◆ Exercise details: Copy every one of the items below word for word, keeping each line as it appears.

[Some items]

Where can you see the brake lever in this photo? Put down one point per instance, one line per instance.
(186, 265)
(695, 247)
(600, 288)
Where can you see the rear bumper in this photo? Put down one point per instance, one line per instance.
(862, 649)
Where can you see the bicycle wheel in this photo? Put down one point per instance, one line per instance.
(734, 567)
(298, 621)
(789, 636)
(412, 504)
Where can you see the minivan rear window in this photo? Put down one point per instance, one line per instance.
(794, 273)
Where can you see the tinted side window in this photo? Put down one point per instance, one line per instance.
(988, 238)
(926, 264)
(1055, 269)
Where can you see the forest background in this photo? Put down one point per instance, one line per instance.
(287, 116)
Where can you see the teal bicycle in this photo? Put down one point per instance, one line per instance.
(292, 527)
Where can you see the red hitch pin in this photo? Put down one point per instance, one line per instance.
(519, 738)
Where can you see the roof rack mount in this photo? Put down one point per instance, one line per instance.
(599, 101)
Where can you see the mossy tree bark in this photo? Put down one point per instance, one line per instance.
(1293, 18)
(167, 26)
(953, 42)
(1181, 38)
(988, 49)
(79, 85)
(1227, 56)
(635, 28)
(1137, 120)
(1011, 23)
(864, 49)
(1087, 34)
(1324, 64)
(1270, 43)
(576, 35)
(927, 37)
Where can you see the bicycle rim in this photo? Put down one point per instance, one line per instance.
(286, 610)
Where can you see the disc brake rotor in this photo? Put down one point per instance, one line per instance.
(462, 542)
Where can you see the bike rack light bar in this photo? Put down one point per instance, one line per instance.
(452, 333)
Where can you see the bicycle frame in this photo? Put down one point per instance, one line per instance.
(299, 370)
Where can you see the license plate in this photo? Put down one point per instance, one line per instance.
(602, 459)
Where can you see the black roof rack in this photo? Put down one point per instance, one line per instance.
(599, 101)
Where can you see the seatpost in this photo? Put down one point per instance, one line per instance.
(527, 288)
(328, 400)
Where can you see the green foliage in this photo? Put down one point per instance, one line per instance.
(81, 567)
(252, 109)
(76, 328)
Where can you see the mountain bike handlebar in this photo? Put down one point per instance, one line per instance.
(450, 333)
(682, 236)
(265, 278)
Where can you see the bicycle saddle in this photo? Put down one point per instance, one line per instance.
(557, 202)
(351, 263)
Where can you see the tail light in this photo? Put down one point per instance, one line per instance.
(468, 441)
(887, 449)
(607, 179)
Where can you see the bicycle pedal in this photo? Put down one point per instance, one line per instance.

◆ Result:
Where can you see the brake lever in this photo? Put down one point per instance, one line per instance.
(186, 265)
(695, 247)
(600, 288)
Where can you see the rear bumper in this photo? Put down one point per instance, one line per instance.
(862, 649)
Where can you see the bicycle wheel in this photo? Put down one point per instance, one line per instance.
(734, 567)
(298, 621)
(789, 636)
(412, 504)
Where can you see the minivan rear window in this photo? Put down one point per instance, one line per instance.
(794, 273)
Where can you see the tinted side window in this photo? Put down one point per instance, one line per instance.
(988, 238)
(926, 264)
(1055, 269)
Where can you see the forest background in this photo? Put down one point per instance, one line per instance.
(287, 116)
Where can you see the teal bicycle in this photo? Put down one point per instance, one line per instance.
(292, 527)
Where can you see the red hitch pin in this photo? Put down one point per instance, one line per instance.
(519, 738)
Where can you see the roof rack mount in this photo? Put down one point per instance, one line per instance.
(599, 101)
Where can you see the mossy tree bark in this photo? Put down one point per instance, one line per instance.
(1293, 18)
(167, 26)
(953, 42)
(1181, 38)
(988, 49)
(79, 85)
(1227, 56)
(635, 28)
(1137, 120)
(1011, 23)
(864, 49)
(1087, 34)
(1324, 64)
(1270, 43)
(576, 35)
(927, 37)
Where can you see the bicycle rim in this photo? Put down one point per instance, one line per instance.
(286, 610)
Where can you see the disc brake rotor in this photo? Put down one point per instance, one line per instance.
(462, 542)
Where can you see the bike rack light bar in this photo? Put down one point per instance, one line per instance.
(452, 333)
Where can you see the bicycle frame in this photo? Put down one point per instance, one line per instance.
(299, 370)
Where can you see the license plate in this photo? Put down one point per instance, one line per instance.
(602, 459)
Where can you see the black roof rack in this photo? Put down one point per instance, one line per instance.
(599, 101)
Where can you see the seatpost in this photo? Put down one point per instance, one line per instance.
(527, 288)
(328, 400)
Where can you see the green foliage in this photo? Put down one point per instance, one line per instance.
(81, 567)
(252, 109)
(76, 328)
Where can you see the mountain bike handlebar in this photo? Put down one point per instance, one line per instance.
(450, 333)
(682, 236)
(265, 278)
Where can you see the bicycle saddle in this photo? Put down one point per instance, one line per instance.
(557, 202)
(351, 263)
Where can you see the tail light in this photo? Put down one point per instance, one line per instance.
(468, 441)
(887, 449)
(607, 179)
Where can you see the bicycle pedal in this photo? Put down one point per instance, one line per instance.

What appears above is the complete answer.